### Задания
(a) Кем стал генерал Лагранж 2 ноября, согласно отрывку о бегстве Вильгельма?
(b) Сосчитайте строки листинга, в которых встречается слово «below» с учётом регистра. В ответе укажите только число.

### Приведённый отрывок
Вильгельму пришлось бежать: другого выхода он не видел. Вначале он направился во владения своего брата, в Готторп-Гольштейн, который тогда относился к Дании23. 2 ноября генерал Лагранж, занявший его дворец в Касселе, стал генералом-губернатором; через два дня Лагранж выпустил прокламацию, в которой официально объявлял о конфискации всех активов беглого курфюрста и угрожал всем, кто намерен укрывать их, военным трибуналом.
Если верить легенде, именно в то критическое время Вильгельм обратился к своему верному придворному поставщику Ротшильду, поспешно поручив его заботам все свое движимое имущество: «Французская армия уже вступала во Франкфурт, когда Ротшильду удалось закопать сокровища курфюрста в углу своего маленького сада. Свое собственное имущество, которое, в пересчете на деньги, равнялось примерно 40 тысячам талеров, он не спрятал, хорошо понимая: если он так поступит, у него проведут тщательный обыск и тогда найдут и заберут не только его имущество, но и имущество курфюрста. Республиканцы, которые, подобно древним филистимлянам, напали на Ротшильда, не оставили ему ни талера из его денег и ценностей. Более того, его, как и остальных евреев и граждан города, ввергли в крайнюю бедность, однако сокровище курфюрста было надежно спрятано…»
Согласно одной довольно распространенной версии, опубликованной в одной английской газете в 1836 г., после того как Майер Амшель в конце концов вернул деньги Вильгельму, тот ответил: «Я не возьму ни проценты, которые ты по своей честности мне предлагаешь, ни весь капитал из твоих рук. Процентов будет недостаточно, чтобы восполнить то, чего ты лишился, спасая мое имущество; и пусть мои деньги останутся в твоем распоряжении еще на двадцать лет всего под два процента».

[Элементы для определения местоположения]
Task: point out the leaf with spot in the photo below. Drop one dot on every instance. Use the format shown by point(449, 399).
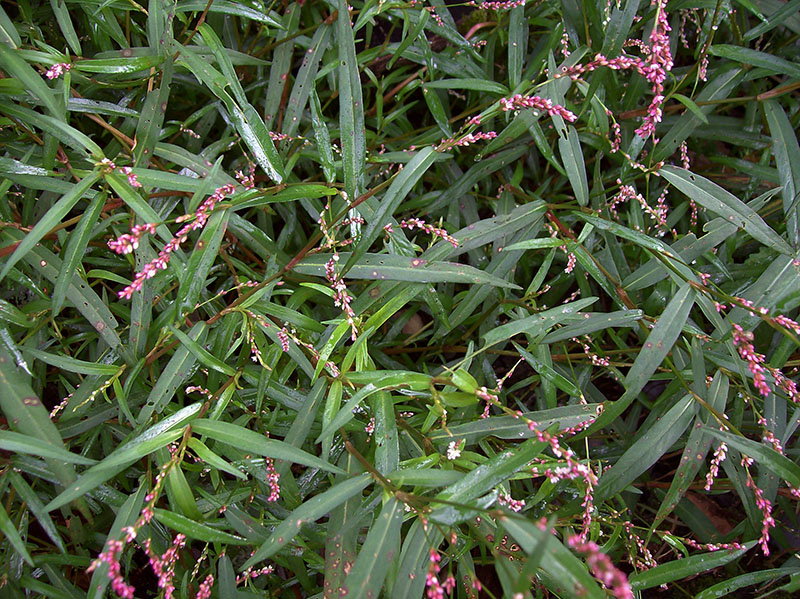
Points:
point(647, 448)
point(715, 199)
point(25, 413)
point(685, 567)
point(251, 441)
point(308, 512)
point(375, 558)
point(562, 572)
point(50, 220)
point(173, 375)
point(656, 347)
point(392, 267)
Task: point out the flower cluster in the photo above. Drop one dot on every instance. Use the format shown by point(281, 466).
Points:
point(453, 451)
point(411, 223)
point(602, 567)
point(125, 244)
point(465, 140)
point(435, 589)
point(198, 221)
point(617, 64)
point(497, 5)
point(111, 557)
point(743, 340)
point(164, 565)
point(658, 63)
point(629, 193)
point(763, 504)
point(58, 69)
point(713, 470)
point(520, 102)
point(515, 505)
point(204, 591)
point(273, 480)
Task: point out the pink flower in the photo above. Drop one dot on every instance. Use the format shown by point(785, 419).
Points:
point(602, 568)
point(520, 102)
point(58, 69)
point(160, 262)
point(273, 479)
point(204, 591)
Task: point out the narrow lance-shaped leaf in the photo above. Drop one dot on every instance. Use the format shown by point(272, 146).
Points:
point(655, 348)
point(719, 201)
point(311, 510)
point(50, 220)
point(375, 558)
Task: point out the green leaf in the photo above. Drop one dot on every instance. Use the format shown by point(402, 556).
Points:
point(203, 356)
point(76, 247)
point(558, 565)
point(727, 587)
point(8, 33)
point(195, 530)
point(151, 118)
point(394, 196)
point(11, 533)
point(83, 297)
point(658, 344)
point(775, 20)
point(375, 558)
point(572, 158)
point(212, 459)
point(351, 106)
point(787, 159)
point(19, 443)
point(694, 453)
point(24, 411)
point(16, 67)
point(693, 108)
point(646, 449)
point(308, 512)
point(508, 427)
point(35, 505)
point(112, 465)
point(715, 199)
point(517, 44)
point(538, 324)
point(126, 516)
point(415, 560)
point(488, 475)
point(72, 365)
point(392, 267)
point(685, 567)
point(304, 82)
point(766, 61)
point(51, 218)
point(548, 373)
point(58, 129)
point(251, 441)
point(764, 455)
point(173, 375)
point(229, 8)
point(481, 85)
point(65, 24)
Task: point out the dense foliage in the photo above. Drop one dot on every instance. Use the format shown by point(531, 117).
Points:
point(396, 299)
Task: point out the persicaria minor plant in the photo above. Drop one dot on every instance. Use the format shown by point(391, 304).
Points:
point(399, 299)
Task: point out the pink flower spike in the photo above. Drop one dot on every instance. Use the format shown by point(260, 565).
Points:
point(204, 591)
point(520, 102)
point(58, 69)
point(132, 180)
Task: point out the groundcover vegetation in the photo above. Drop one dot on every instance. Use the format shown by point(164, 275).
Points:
point(309, 299)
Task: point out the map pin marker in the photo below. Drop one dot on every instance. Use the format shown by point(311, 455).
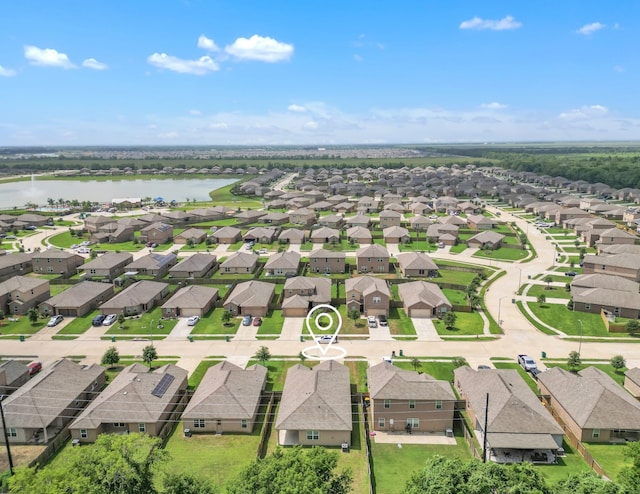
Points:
point(323, 322)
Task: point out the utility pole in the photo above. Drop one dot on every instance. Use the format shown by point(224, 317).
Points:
point(6, 438)
point(486, 425)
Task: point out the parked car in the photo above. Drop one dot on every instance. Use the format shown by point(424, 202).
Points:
point(98, 320)
point(110, 319)
point(34, 368)
point(55, 320)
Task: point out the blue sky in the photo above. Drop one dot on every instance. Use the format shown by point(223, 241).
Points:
point(208, 72)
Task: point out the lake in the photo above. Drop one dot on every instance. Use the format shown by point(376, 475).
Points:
point(38, 191)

### Ответы
(a) Генералом-губернатором.

(b) 2